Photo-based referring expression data
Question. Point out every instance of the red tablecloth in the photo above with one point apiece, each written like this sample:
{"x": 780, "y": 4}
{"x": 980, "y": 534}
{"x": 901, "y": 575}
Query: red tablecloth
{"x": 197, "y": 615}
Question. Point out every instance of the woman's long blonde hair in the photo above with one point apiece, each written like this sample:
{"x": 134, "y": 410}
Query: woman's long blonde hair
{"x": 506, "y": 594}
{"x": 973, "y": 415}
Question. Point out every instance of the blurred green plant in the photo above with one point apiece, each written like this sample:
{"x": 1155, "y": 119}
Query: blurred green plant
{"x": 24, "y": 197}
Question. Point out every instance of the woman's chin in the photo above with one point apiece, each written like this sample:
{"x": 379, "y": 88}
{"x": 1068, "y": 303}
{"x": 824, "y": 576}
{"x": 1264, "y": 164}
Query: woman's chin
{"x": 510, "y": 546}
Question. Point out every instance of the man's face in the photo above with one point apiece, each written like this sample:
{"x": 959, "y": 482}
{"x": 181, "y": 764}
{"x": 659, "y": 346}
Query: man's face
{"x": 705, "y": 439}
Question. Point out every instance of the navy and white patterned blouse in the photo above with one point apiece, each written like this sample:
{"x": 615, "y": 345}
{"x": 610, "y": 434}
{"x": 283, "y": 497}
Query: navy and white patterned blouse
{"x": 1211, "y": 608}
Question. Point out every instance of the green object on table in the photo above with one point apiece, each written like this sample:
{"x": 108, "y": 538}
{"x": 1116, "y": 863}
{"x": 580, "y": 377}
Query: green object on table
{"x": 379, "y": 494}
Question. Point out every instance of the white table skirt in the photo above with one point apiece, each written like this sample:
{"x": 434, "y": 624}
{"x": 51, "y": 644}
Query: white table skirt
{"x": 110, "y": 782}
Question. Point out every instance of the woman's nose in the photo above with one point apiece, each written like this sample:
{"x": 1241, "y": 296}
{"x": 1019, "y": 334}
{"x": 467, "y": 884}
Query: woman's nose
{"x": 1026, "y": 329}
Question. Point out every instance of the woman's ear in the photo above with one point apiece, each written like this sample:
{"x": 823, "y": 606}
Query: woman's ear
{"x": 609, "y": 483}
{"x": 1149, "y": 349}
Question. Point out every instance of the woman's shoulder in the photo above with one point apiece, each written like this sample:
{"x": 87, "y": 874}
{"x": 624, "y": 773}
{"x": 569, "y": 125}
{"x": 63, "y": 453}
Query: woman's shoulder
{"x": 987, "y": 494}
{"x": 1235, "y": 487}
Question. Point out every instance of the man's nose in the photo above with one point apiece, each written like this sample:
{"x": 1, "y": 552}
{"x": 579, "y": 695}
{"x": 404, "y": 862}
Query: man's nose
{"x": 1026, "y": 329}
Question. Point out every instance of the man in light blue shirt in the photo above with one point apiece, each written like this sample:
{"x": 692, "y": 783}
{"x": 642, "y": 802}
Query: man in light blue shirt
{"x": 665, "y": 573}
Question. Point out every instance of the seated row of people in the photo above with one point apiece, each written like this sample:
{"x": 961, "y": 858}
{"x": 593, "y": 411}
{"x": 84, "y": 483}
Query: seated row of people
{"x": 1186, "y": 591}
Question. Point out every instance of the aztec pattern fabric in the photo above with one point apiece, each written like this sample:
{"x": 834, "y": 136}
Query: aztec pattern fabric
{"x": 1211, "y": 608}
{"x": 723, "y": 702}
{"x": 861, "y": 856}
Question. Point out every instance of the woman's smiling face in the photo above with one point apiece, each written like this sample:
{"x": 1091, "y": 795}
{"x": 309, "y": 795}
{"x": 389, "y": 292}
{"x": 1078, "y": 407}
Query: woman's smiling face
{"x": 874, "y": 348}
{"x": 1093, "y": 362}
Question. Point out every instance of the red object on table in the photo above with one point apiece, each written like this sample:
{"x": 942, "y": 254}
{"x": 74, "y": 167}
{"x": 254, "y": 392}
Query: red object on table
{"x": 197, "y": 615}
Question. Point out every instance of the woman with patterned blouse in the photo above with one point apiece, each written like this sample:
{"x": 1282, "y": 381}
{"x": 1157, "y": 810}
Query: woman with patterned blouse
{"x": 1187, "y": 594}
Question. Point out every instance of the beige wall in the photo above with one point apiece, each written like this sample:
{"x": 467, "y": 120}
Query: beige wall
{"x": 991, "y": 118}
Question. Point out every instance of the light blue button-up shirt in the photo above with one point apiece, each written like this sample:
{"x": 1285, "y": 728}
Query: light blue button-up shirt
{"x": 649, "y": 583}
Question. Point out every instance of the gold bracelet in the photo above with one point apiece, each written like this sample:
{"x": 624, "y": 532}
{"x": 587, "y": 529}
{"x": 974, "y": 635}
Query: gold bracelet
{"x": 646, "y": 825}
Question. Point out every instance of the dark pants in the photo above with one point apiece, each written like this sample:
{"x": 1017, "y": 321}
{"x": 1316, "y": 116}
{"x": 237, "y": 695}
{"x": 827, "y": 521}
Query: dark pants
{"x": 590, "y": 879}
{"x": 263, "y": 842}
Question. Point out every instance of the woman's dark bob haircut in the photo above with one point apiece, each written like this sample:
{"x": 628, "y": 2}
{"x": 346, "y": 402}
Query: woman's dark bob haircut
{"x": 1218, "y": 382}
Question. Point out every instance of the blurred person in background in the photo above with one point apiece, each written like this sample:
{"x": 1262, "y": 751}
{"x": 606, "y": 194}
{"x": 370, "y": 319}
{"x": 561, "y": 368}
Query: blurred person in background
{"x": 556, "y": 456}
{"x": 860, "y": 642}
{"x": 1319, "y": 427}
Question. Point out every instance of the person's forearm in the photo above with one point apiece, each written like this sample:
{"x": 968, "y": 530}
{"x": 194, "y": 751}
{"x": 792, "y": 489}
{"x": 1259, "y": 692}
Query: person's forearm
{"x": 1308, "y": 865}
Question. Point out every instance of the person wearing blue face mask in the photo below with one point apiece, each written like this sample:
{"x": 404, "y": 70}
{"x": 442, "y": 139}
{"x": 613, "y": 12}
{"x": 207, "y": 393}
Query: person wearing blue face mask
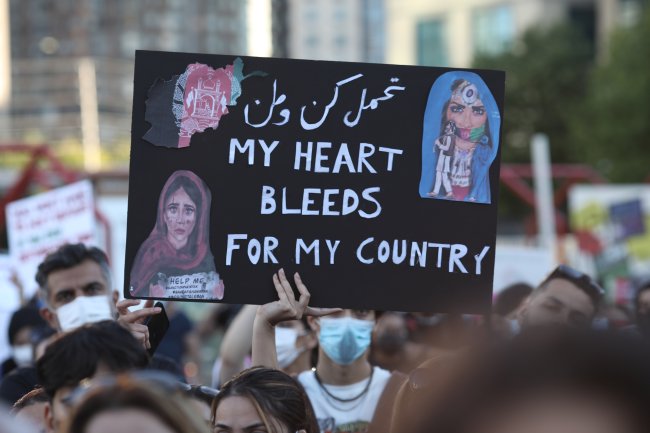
{"x": 348, "y": 394}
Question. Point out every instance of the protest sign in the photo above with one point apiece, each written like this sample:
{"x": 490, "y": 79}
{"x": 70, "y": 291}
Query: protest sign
{"x": 378, "y": 183}
{"x": 610, "y": 224}
{"x": 39, "y": 224}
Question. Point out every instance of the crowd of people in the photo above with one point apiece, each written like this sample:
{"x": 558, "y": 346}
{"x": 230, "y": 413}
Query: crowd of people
{"x": 555, "y": 358}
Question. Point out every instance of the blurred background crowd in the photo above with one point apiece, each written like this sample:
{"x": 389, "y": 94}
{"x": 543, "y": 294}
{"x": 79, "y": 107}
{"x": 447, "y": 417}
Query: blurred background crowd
{"x": 577, "y": 76}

§ What is expected
All of the data needs repeating exactly, but the pictures do not.

§ Response area
Question. Point out every instance of the red tablecloth in the photo above with one point apiece, each written like this sample:
{"x": 780, "y": 4}
{"x": 980, "y": 534}
{"x": 901, "y": 575}
Query: red tablecloth
{"x": 197, "y": 615}
Question. Point out every instance of the woman's long blonde hair in the photo above with one point apiece, each written like this sample:
{"x": 134, "y": 410}
Query: woman's long blonde hair
{"x": 506, "y": 594}
{"x": 973, "y": 415}
Question. Point out every instance of the blurred green plant in the photo above with one point apiece, each written like this sample:
{"x": 1155, "y": 119}
Query: blurred green plant
{"x": 24, "y": 197}
Question. Point out every instance of the woman's chin in the photo above with one point apiece, each written like this sample:
{"x": 379, "y": 88}
{"x": 1068, "y": 303}
{"x": 824, "y": 576}
{"x": 1264, "y": 164}
Query: woman's chin
{"x": 510, "y": 546}
Question. Point out every instance of the man's face in the photo above with one point apiece, each written like this sample:
{"x": 959, "y": 482}
{"x": 181, "y": 764}
{"x": 659, "y": 346}
Query: man's face
{"x": 705, "y": 439}
Question. Point out every instance of the navy and white patterned blouse in the photo above with one point apiece, each written like this sample:
{"x": 615, "y": 345}
{"x": 610, "y": 434}
{"x": 283, "y": 497}
Query: navy and white patterned blouse
{"x": 1211, "y": 608}
Question. Point out every instance of the green object on table in the photo above with one point apiece, each written like this sample:
{"x": 108, "y": 538}
{"x": 1116, "y": 863}
{"x": 580, "y": 377}
Query: green object on table
{"x": 379, "y": 494}
Question. Point out every instance of the white table skirt in the photo above with one point apiece, each written like this sample:
{"x": 434, "y": 624}
{"x": 51, "y": 644}
Query: white table skirt
{"x": 110, "y": 782}
Question. Point out every instance of the woman's nose in the photo above with one point apiece, each written like this sample:
{"x": 1241, "y": 296}
{"x": 1019, "y": 334}
{"x": 467, "y": 884}
Query: woman's nose
{"x": 1026, "y": 329}
Question. Point out every instance of the woman's ear in the photo above with one point apiece, each written like this sample:
{"x": 823, "y": 606}
Query: woman's ear
{"x": 609, "y": 483}
{"x": 1149, "y": 349}
Question. Point out every instance of the woman's shoulder in the photo above with one point apiece, each written like this sample:
{"x": 87, "y": 874}
{"x": 624, "y": 773}
{"x": 569, "y": 125}
{"x": 63, "y": 453}
Query: woman's shoulder
{"x": 987, "y": 494}
{"x": 1235, "y": 487}
Question. Point out every instance of the man's nose in the photo above with one point apiece, each written like this sample:
{"x": 1, "y": 552}
{"x": 579, "y": 695}
{"x": 404, "y": 862}
Query: man's nose
{"x": 1026, "y": 329}
Question. Point out every instance of the man in light blue shirt in the photo above with one point apiece, each written like this sample:
{"x": 692, "y": 783}
{"x": 642, "y": 802}
Query: man in light blue shirt
{"x": 665, "y": 573}
Question. Point out every instance of the seated row of people in the photo above with one point apiece, each written like this sample:
{"x": 961, "y": 858}
{"x": 593, "y": 411}
{"x": 84, "y": 483}
Query: seated row of people
{"x": 1186, "y": 591}
Question. Point out every instance of the aztec pattern fabric in the photo above with one point apiece, each written like this sample:
{"x": 834, "y": 136}
Query: aztec pattern fabric
{"x": 1211, "y": 608}
{"x": 723, "y": 702}
{"x": 861, "y": 856}
Question. Point out every instance of the woman's smiling face in the photo above with one point apiece, each written like this sample:
{"x": 1091, "y": 795}
{"x": 309, "y": 795}
{"x": 389, "y": 292}
{"x": 1078, "y": 407}
Query: woman's smiling face
{"x": 874, "y": 348}
{"x": 1093, "y": 362}
Question. Point out every instance of the red object on table in the photo above with one point apiece, each written like this sample:
{"x": 942, "y": 254}
{"x": 74, "y": 167}
{"x": 254, "y": 392}
Query: red object on table
{"x": 197, "y": 615}
Question. Point out every instance of the woman with patterned blouse in the photo above with one point apiece, each written like this sample:
{"x": 1282, "y": 381}
{"x": 1157, "y": 810}
Query: woman with patterned blouse
{"x": 1187, "y": 594}
Question. Point out every instance of the beige wall in the photo above with one point apiece, each written like this sample:
{"x": 467, "y": 120}
Query: beige wall
{"x": 991, "y": 118}
Question. Point out every instance of the light blue button-up shirt in the photo above with one point apiece, each written like this sample:
{"x": 1285, "y": 728}
Query: light blue button-up shirt
{"x": 649, "y": 583}
Question. Point out every instance of the gold bracelet in the photo above with one point apiece, each written like this sample:
{"x": 624, "y": 532}
{"x": 587, "y": 529}
{"x": 974, "y": 635}
Query: gold bracelet
{"x": 646, "y": 825}
Question. Point out every instance of the dark pants in the photo above with one point apiece, each written like this sample:
{"x": 1017, "y": 321}
{"x": 1316, "y": 116}
{"x": 237, "y": 695}
{"x": 827, "y": 521}
Query: dark pants
{"x": 590, "y": 879}
{"x": 263, "y": 842}
Question. Point out every instance of the woman's dark bob haircut in the photo above with one point apiece, each written like this sample:
{"x": 628, "y": 2}
{"x": 346, "y": 402}
Query: woman's dark bob haircut
{"x": 1218, "y": 382}
Question. Point out every instance of the blurred person in background in the photo above with one point apiece, each written like this sample:
{"x": 1262, "y": 751}
{"x": 606, "y": 194}
{"x": 370, "y": 319}
{"x": 561, "y": 368}
Query: blurred person in background
{"x": 556, "y": 456}
{"x": 860, "y": 642}
{"x": 1319, "y": 427}
Question. Point out every instance of the person's forearm in the photo above with one point apiece, each written like this sample:
{"x": 968, "y": 530}
{"x": 194, "y": 751}
{"x": 792, "y": 489}
{"x": 1259, "y": 692}
Query: person's forearm
{"x": 1308, "y": 865}
Question. Point out every instance of the person wearing blue face mask in the photo below with one point apiece, each written like this sample:
{"x": 404, "y": 70}
{"x": 442, "y": 139}
{"x": 613, "y": 12}
{"x": 207, "y": 393}
Query: person wearing blue face mask
{"x": 348, "y": 394}
Question. Point out every instance of the protest sign in the photo above with one point apiece, each written like this sample:
{"x": 490, "y": 79}
{"x": 70, "y": 291}
Query: protest sign
{"x": 378, "y": 183}
{"x": 610, "y": 224}
{"x": 39, "y": 224}
Question. Point out every instance of the crowd of people in the photo above with one point apiece, each written like this sample:
{"x": 558, "y": 346}
{"x": 230, "y": 413}
Query: crowd of people
{"x": 555, "y": 358}
Question. Point out every instance of the blurred background crowd in the photo above with one point apiece, each written like this sample:
{"x": 389, "y": 94}
{"x": 543, "y": 294}
{"x": 79, "y": 107}
{"x": 447, "y": 417}
Query: blurred background crowd
{"x": 577, "y": 76}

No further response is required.